- _Goal of the exercise_
Each entry needs to appear again, retyped exactly as it is below.

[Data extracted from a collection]
- Opening Delimiter -
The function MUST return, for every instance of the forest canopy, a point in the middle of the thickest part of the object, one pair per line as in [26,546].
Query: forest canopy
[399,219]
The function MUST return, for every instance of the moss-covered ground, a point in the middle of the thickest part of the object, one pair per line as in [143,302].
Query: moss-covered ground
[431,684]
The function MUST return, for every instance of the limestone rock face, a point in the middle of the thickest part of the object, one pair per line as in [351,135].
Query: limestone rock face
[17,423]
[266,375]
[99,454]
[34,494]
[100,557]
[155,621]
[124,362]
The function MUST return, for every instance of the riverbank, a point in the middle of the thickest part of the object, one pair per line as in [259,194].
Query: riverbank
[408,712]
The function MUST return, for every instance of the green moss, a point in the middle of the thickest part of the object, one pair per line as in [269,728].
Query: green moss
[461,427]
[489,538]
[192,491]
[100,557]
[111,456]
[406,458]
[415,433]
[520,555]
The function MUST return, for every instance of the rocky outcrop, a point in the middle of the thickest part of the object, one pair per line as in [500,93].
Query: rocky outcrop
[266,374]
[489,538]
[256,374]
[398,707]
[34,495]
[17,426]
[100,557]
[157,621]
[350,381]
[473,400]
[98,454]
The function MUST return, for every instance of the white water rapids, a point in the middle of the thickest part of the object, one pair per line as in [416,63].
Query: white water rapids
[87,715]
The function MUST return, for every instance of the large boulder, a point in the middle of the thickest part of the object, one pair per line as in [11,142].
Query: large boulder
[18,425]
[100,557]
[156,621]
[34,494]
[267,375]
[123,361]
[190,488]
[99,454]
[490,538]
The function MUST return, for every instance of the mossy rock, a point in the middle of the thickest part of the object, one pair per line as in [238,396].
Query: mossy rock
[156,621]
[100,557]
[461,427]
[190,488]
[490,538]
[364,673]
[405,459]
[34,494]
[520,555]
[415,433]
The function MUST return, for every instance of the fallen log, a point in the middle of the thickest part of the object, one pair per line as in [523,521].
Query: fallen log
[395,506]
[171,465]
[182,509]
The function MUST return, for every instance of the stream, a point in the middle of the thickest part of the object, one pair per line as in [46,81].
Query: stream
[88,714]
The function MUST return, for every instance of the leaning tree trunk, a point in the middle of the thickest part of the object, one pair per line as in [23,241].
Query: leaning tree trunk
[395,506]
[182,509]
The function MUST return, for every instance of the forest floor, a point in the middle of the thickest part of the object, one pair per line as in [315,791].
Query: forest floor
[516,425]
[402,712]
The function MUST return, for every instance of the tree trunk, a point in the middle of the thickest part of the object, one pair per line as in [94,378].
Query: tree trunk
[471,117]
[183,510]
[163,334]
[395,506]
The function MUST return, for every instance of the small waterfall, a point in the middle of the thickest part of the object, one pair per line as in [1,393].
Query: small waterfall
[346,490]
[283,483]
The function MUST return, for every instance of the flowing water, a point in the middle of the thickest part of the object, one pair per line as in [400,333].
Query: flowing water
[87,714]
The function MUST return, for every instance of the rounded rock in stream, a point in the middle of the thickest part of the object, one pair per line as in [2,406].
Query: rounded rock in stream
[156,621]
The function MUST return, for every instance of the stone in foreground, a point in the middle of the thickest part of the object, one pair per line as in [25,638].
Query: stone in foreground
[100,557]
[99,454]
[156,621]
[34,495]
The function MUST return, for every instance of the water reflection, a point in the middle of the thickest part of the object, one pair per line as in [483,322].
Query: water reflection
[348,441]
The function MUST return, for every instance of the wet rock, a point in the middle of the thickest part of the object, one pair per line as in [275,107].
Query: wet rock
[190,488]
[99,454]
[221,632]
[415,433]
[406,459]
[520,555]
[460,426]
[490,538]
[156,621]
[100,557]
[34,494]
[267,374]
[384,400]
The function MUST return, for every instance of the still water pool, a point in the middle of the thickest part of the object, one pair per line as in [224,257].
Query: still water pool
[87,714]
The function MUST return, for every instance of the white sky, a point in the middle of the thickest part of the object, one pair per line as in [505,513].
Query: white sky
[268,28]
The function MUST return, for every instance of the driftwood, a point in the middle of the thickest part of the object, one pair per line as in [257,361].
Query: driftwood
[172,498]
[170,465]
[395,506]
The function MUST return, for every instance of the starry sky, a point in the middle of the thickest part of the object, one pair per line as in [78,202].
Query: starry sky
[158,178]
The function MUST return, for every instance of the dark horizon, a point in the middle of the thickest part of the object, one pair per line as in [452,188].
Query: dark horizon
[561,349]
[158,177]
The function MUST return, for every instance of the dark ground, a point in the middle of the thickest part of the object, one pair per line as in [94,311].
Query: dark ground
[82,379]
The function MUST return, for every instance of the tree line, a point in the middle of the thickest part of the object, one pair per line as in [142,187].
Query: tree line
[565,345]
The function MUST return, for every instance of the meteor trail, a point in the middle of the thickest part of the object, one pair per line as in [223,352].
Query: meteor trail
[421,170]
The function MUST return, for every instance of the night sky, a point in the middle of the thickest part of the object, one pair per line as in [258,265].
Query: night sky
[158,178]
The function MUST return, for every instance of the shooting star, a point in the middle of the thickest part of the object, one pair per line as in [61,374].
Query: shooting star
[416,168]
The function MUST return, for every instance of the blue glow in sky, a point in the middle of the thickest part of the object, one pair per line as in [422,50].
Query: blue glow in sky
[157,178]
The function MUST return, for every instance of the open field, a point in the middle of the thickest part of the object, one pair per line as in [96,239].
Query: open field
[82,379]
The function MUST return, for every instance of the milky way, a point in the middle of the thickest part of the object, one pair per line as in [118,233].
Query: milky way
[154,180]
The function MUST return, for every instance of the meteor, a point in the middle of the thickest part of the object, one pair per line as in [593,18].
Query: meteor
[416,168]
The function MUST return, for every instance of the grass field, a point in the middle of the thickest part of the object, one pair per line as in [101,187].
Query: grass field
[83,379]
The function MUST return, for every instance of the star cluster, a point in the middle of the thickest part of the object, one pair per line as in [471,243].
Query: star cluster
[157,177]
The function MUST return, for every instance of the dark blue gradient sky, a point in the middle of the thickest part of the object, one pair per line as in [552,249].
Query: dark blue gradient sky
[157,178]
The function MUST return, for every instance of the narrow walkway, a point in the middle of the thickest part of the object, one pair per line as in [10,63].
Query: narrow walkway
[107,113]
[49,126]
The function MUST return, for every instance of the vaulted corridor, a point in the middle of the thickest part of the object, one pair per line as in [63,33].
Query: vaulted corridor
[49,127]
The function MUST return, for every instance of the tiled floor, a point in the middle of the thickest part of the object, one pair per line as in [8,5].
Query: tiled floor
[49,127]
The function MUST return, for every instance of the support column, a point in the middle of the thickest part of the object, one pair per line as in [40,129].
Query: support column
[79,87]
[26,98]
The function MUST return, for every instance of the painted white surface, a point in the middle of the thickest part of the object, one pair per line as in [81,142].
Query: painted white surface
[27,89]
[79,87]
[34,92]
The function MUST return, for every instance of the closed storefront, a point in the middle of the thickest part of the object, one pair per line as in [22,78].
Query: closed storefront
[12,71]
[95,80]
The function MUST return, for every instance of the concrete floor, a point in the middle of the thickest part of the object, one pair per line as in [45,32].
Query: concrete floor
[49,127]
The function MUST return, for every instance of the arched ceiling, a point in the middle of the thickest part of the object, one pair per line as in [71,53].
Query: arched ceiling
- Closing Delimiter -
- _Your solution_
The function MUST return, for every instance of the forest canopy, a point in the middle of the thickest part of the object, one pair per line as in [26,546].
Query: forest canopy
[399,219]
The function MUST return, for every instance of the moss-covered ground, a point in the middle of the thickest part of the object, one pair per line as in [143,302].
Query: moss-covered ground
[431,684]
The function MUST return, for every instance of the limestone rock face, a point in the middle of the thickest part of the object, one pair per line as in [351,135].
Query: limestone rock face
[17,423]
[266,375]
[99,454]
[34,494]
[100,557]
[155,621]
[124,362]
The function MUST return, for every instance of the riverbank, a point in the middle of the thickest part of the object, one pair per line as in [259,194].
Query: riverbank
[408,712]
The function MUST return, for every instance of the green moss, a point in the middle of the thickest part of the object, one pair per line as in [269,728].
Query: green moss
[461,427]
[489,538]
[192,491]
[100,557]
[111,456]
[406,458]
[415,433]
[520,555]
The function MUST return, for every instance of the rocky outcrop, a point in the middle of the thickest part of the object, one pair per line as in [500,93].
Query: rocky outcrop
[266,374]
[489,538]
[256,374]
[398,707]
[34,495]
[17,426]
[100,557]
[157,621]
[350,381]
[473,400]
[98,454]
The function MUST return, for every instance of the white water rapids, a point in the middle of the thickest part of the object, one pair per line as in [416,63].
Query: white water rapids
[87,715]
The function MUST return, for every instance of the large boulder, a point in the middle of the thickest part of the object, one pair per line as in [11,142].
Query: large boulder
[18,425]
[100,557]
[156,621]
[34,494]
[267,375]
[123,361]
[190,488]
[99,454]
[490,538]
The function MUST return, for every instance of the mossy rock, a point in the middle of the thickest part of the object, one pair per line as in [238,396].
Query: mossy rock
[156,621]
[100,557]
[461,427]
[190,488]
[490,538]
[364,673]
[405,459]
[34,494]
[520,555]
[415,433]
The function MUST return, for every instance of the fallen log, a point in the middle of the thickest part of the object, one pair per line as in [523,521].
Query: fallen log
[395,506]
[171,465]
[182,509]
The function MUST return, for every instance of the stream, a point in the middle of the thickest part of the object, one pair per line as in [46,81].
Query: stream
[88,714]
The function MUST return, for every instance of the leaning tree trunk, a point in the middle of the thickest part of the object, one pair per line as in [23,241].
Query: leaning tree trunk
[395,506]
[182,509]
The function MUST return, for every instance of the forest floor, a point in the middle of the thickest part of the object, one pair per line as in [315,791].
Query: forest floor
[516,425]
[402,712]
The function MUST return, for every instance of the tree trunk, a point in the middle of the thickest part of the object, one pair per line as in [94,378].
Query: tree trunk
[471,117]
[183,510]
[163,334]
[395,506]
The function MUST return, for every instance of the small waterfall, a point in the middle of the thickest part of the object, one pair per line as in [1,393].
Query: small waterfall
[346,490]
[283,483]
The function MUST return, for every instance of the flowing water, a point in the middle of the thickest part of the object, one pair per line as in [400,333].
Query: flowing water
[87,714]
The function MUST return, for every instance of the rounded rock in stream, a point in the middle of the thickest part of the object, one pair per line as in [2,406].
Query: rounded rock in stream
[156,621]
The function MUST return, for every instance of the stone in foreground, a point in the middle of the thickest part of the object, one pair per line as in [25,638].
Query: stone in foreground
[100,557]
[99,454]
[156,621]
[34,495]
The function MUST return, for every instance of the water reflection, a point in the middle of the thickest part of the object, one pair per line as in [483,322].
Query: water reflection
[348,441]
The function MUST return, for every instance of the wet rock, a point in the middle of the thickest part of the object, one pair per line as in [275,107].
Query: wet rock
[190,488]
[99,454]
[221,632]
[415,433]
[406,459]
[520,555]
[460,426]
[490,538]
[156,621]
[100,557]
[34,494]
[267,374]
[384,400]
The function MUST return, for every instance of the still water pool, a point in the middle of the thickest part of the object, one pair per line as in [224,257].
Query: still water pool
[87,714]
The function MUST return, for every instance of the white sky, a point in the middle of the thickest part of the object, one pair per line as in [505,513].
Query: white sky
[268,28]
The function MUST return, for every instance of the driftwood, a point in the middle of the thickest part of the object, one pair per line as in [257,361].
Query: driftwood
[172,498]
[170,465]
[395,506]
The function MUST return, for every instance of the starry sky, a point in the middle of the thickest part of the object, one pair per line as in [78,202].
Query: starry sky
[158,178]
The function MUST return, for every instance of the dark horizon, a point in the middle of the thickest part of the object, one pair per line as in [452,188].
Query: dark horizon
[561,349]
[158,177]
The function MUST return, for every instance of the dark ground, a point in the middle of the thickest part of the object, one pair per line as in [94,311].
Query: dark ground
[82,379]
The function MUST return, for every instance of the tree line, a point in the middle of the thickest part of the object, one pair per line as in [142,187].
Query: tree line
[565,345]
The function MUST return, for every instance of the meteor trail, a point in the middle of the thickest part of the object, one pair per line as in [223,352].
Query: meteor trail
[421,170]
The function MUST return, for every instance of the night sky, a point in the middle of the thickest part of the object, one pair per line as in [258,265].
Query: night sky
[158,178]
The function MUST return, for every instance of the shooting star, a point in the middle of the thickest part of the object, one pair per line as in [61,374].
Query: shooting star
[416,168]
The function MUST return, for every instance of the blue glow in sky, a point in the middle of the thickest part of the object, one pair per line as in [422,50].
Query: blue glow in sky
[157,178]
The function MUST return, for every instance of the open field, a point in the middle of the thickest part of the object, one pair per line as in [96,239].
Query: open field
[82,379]
The function MUST return, for every instance of the milky way, a point in the middle of the thickest part of the object, one pair per line as in [118,233].
Query: milky way
[154,180]
The function MUST return, for every instance of the meteor, a point in the middle of the thickest part of the object, one pair per line as in [593,18].
Query: meteor
[416,168]
The function MUST return, for every instance of the grass field, a point in the middle of the thickest part of the object, one pair per line as in [101,187].
Query: grass field
[83,379]
The function MUST return, for every instance of the star cluster, a point in the middle of the thickest part of the object, one pair per line as in [471,243].
Query: star cluster
[157,177]
The function MUST return, for every instance of the dark blue gradient sky, a point in the middle of the thickest part of the object, one pair per line as in [552,249].
Query: dark blue gradient sky
[157,178]
The function MUST return, for every instance of the narrow walkway, a point in the middle of the thickest part of the object, one pair per line as in [10,63].
Query: narrow walkway
[107,113]
[49,126]
The function MUST return, for every instance of the vaulted corridor, a point in the middle of the thickest part of the object, one pair per line as in [63,33].
Query: vaulted corridor
[49,127]
The function MUST return, for every instance of the tiled floor, a point in the middle of the thickest part of the object, one pair per line as in [8,5].
Query: tiled floor
[49,127]
The function MUST return, for every instance of the support column, a point in the middle of the thickest part of the object, one pair per line as in [40,129].
Query: support column
[79,87]
[26,98]
The function MUST return, for every instance of the painted white surface, a point in the middle of the thickest part of the object, one pair per line as in [81,142].
Query: painted white surface
[27,89]
[79,87]
[34,92]
The function MUST return, for every instance of the closed storefront, a point in the middle of the thickest part of the object, one pair per line as in [22,78].
Query: closed storefront
[12,71]
[95,80]
The function MUST return, for every instance of the concrete floor, a point in the middle of the thickest part of the object, one pair per line as in [45,32].
Query: concrete floor
[49,127]
The function MUST return, for every instance of the arched ceiling, a point in the middle of the thickest part of the object, one pair per line as in [71,53].
Query: arched ceiling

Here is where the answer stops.